§ Dataset entries
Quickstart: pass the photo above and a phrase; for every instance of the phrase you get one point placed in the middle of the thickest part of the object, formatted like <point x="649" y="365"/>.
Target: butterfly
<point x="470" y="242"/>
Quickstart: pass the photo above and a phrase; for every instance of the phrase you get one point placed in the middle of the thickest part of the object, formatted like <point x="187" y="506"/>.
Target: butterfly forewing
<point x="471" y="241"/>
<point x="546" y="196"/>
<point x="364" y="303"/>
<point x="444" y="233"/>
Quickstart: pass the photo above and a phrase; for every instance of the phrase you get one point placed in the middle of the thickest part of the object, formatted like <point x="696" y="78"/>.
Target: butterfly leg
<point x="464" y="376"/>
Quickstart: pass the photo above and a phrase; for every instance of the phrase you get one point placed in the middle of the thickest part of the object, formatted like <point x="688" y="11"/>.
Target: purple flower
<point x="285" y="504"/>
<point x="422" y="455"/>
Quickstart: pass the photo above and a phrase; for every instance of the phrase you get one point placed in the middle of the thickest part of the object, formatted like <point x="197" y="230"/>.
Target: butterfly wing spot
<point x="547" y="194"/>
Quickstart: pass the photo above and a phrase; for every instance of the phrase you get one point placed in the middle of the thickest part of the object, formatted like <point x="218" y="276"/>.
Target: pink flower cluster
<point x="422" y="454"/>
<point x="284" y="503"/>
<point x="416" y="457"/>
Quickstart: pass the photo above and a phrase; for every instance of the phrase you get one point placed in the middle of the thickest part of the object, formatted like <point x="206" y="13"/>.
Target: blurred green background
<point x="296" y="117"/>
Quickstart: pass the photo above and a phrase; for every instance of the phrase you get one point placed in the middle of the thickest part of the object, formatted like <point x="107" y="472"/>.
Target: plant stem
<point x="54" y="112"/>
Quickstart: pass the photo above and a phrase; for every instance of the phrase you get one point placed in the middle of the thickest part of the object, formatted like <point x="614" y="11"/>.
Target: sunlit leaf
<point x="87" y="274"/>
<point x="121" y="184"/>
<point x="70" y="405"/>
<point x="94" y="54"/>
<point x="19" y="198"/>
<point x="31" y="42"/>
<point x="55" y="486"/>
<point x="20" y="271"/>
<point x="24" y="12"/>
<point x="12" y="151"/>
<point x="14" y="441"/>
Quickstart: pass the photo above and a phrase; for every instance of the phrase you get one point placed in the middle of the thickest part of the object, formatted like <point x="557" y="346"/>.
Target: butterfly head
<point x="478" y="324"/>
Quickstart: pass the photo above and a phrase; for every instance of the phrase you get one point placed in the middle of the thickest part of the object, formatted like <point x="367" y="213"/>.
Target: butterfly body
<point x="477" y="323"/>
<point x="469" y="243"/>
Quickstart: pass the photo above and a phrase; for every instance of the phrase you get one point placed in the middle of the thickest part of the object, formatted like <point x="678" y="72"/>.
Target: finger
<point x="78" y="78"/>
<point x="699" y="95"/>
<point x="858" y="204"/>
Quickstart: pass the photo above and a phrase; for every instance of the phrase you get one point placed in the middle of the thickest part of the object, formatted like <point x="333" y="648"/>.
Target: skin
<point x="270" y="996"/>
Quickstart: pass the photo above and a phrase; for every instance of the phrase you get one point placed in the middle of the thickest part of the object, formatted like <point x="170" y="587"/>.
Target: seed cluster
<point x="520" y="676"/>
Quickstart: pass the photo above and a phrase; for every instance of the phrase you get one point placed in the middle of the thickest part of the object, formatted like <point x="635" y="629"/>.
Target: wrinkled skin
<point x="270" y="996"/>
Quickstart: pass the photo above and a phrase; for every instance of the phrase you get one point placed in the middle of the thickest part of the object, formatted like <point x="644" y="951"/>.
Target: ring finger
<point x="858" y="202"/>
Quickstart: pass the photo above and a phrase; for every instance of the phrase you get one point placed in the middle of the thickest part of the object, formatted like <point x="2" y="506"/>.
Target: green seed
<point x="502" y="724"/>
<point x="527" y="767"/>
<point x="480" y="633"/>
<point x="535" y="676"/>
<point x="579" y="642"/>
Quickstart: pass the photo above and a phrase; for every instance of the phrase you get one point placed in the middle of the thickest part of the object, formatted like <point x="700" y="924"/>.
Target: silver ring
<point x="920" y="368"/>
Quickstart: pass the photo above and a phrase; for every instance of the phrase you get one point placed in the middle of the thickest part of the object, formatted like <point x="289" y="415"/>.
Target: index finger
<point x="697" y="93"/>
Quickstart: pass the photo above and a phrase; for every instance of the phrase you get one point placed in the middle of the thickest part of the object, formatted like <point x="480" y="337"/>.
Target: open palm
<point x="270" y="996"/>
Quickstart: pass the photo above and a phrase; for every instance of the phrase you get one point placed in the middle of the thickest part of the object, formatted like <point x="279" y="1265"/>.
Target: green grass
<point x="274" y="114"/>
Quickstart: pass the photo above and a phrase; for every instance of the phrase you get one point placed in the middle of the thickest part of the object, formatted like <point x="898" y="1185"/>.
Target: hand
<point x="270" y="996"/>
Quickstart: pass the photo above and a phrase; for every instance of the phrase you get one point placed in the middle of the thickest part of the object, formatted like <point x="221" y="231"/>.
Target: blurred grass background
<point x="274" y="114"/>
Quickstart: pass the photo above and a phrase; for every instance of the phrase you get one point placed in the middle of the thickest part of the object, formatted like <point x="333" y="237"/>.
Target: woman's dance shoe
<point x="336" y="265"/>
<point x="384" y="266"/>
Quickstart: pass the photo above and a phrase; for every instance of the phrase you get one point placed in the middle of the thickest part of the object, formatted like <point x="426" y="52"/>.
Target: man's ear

§ Exercise goal
Please set down all the data word for word.

§ Output below
Quickstart: pass the photo above and a phrase; for every instance of the phrase you get one point placed in the middle of the thickest part of the object, formatted like <point x="649" y="365"/>.
Target: butterfly
<point x="470" y="242"/>
Quickstart: pass the photo above and a phrase; for every instance of the phrase you get one point placed in the middle of the thickest part of the object, formatted like <point x="187" y="506"/>.
Target: butterfly forewing
<point x="471" y="241"/>
<point x="546" y="196"/>
<point x="364" y="303"/>
<point x="444" y="233"/>
Quickstart: pass the photo above and a phrase; for every instance of the phrase you get one point placed in the middle of the thickest part of the object, formatted like <point x="696" y="78"/>.
Target: butterfly leg
<point x="464" y="376"/>
Quickstart: pass the photo above and a phrase; for every instance of the phrase you get one point placed in the middle of the thickest part of the object, formatted like <point x="688" y="11"/>.
Target: purple flower
<point x="285" y="504"/>
<point x="422" y="455"/>
Quickstart: pass the photo above and a phrase; for every instance of the phrase you get one point placed in the middle of the thickest part of the object, formatted like <point x="197" y="230"/>.
Target: butterfly wing spot
<point x="547" y="194"/>
Quickstart: pass the photo above and a phrase; for every instance of the phrase you get one point placed in the middle of the thickest part of the object, formatted like <point x="218" y="276"/>.
Target: pink flower cluster
<point x="422" y="454"/>
<point x="284" y="503"/>
<point x="416" y="457"/>
Quickstart: pass the photo above and a phrase; for every instance of the phrase you get one point placed in the middle of the thickest part of the object, formatted like <point x="206" y="13"/>.
Target: blurred green background
<point x="296" y="117"/>
Quickstart: pass the photo above and a phrase; for every instance of the phrase you get one point placed in the middle of the thickest part of the object, formatted like <point x="107" y="472"/>.
Target: plant stem
<point x="54" y="112"/>
Quickstart: pass the photo above and a phrase; for every instance of the phrase you get one point placed in the middle of the thickest part of the object, formatted like <point x="614" y="11"/>.
Target: sunlit leaf
<point x="87" y="274"/>
<point x="121" y="184"/>
<point x="70" y="405"/>
<point x="94" y="54"/>
<point x="19" y="198"/>
<point x="31" y="42"/>
<point x="55" y="486"/>
<point x="20" y="271"/>
<point x="24" y="12"/>
<point x="12" y="151"/>
<point x="14" y="441"/>
Quickstart: pass the photo above and a phrase; for every instance of the phrase you get one point placed in the middle of the thickest part of the object, formatted like <point x="557" y="346"/>.
Target: butterfly head
<point x="478" y="324"/>
Quickstart: pass the photo above and a phrase; for every instance of the phrase you get one point placed in the middle of the thickest part of the object, formatted like <point x="367" y="213"/>.
Target: butterfly body
<point x="477" y="323"/>
<point x="469" y="243"/>
Quickstart: pass the photo above and a phrase; for every instance of the phrase you get one point placed in the middle of the thickest part of the object, formatted like <point x="678" y="72"/>.
Target: finger
<point x="78" y="78"/>
<point x="699" y="95"/>
<point x="858" y="204"/>
Quickstart: pass the photo above and a phrase; for every instance of the phrase you get one point placed in the middle of the thickest part of the object, formatted like <point x="333" y="648"/>.
Target: skin
<point x="270" y="996"/>
Quickstart: pass the photo above and a phrase; for every instance of the phrase you get one point placed in the middle of the thickest part of the object, formatted like <point x="170" y="587"/>.
Target: seed cluster
<point x="520" y="676"/>
Quickstart: pass the photo above and a phrase; for every instance of the phrase you get one point placed in the middle of the thickest part of the object, formatted like <point x="635" y="629"/>.
Target: wrinkled skin
<point x="270" y="996"/>
Quickstart: pass the photo above and a phrase; for every instance of the phrase you get one point placed in the middle of the thickest part of the object, formatted like <point x="644" y="951"/>.
Target: ring finger
<point x="858" y="202"/>
Quickstart: pass the photo above and a phrase; for every instance of the phrase you get one point placed in the middle of the thickest part of the object, formatted like <point x="2" y="506"/>.
Target: green seed
<point x="502" y="724"/>
<point x="527" y="767"/>
<point x="480" y="633"/>
<point x="535" y="676"/>
<point x="579" y="642"/>
Quickstart: pass the photo above and a phrase; for every instance of the phrase you get one point placed in the middle of the thickest part of the object, formatted like <point x="700" y="924"/>.
Target: silver ring
<point x="920" y="368"/>
Quickstart: pass the photo above and a phrase; for every instance of the phrase you get one point placed in the middle of the thickest part of the object, formatted like <point x="289" y="415"/>.
Target: index finger
<point x="697" y="93"/>
Quickstart: pass the photo above and a phrase; for every instance of the phrase you get one point placed in the middle of the thickest part of the object, formatted like <point x="480" y="337"/>.
Target: open palm
<point x="270" y="996"/>
Quickstart: pass the photo above and a phrase; for every instance of the phrase you get one point placed in the middle of the thickest part of the object, formatted like <point x="279" y="1265"/>.
Target: green grass
<point x="274" y="114"/>
Quickstart: pass the photo above and a phrase; for every instance of the phrase you get one point placed in the middle of the thickest part of the object, formatted like <point x="898" y="1185"/>.
Target: hand
<point x="270" y="996"/>
Quickstart: pass the photo above and a phrase; for every instance of the phrase you get one point placed in the middle of the thickest part of the object, formatted like <point x="221" y="231"/>.
Target: blurred grass background
<point x="274" y="114"/>
Quickstart: pass the photo above and a phrase; for every instance of the phrase you get one point placed in the middle of the thickest part of the object, formatted like <point x="333" y="237"/>.
Target: woman's dance shoe
<point x="336" y="265"/>
<point x="384" y="266"/>
Quickstart: pass the photo above and a phrase; for every instance of the phrase you get one point placed in the middle of the thickest part of the object, formatted like <point x="426" y="52"/>.
Target: man's ear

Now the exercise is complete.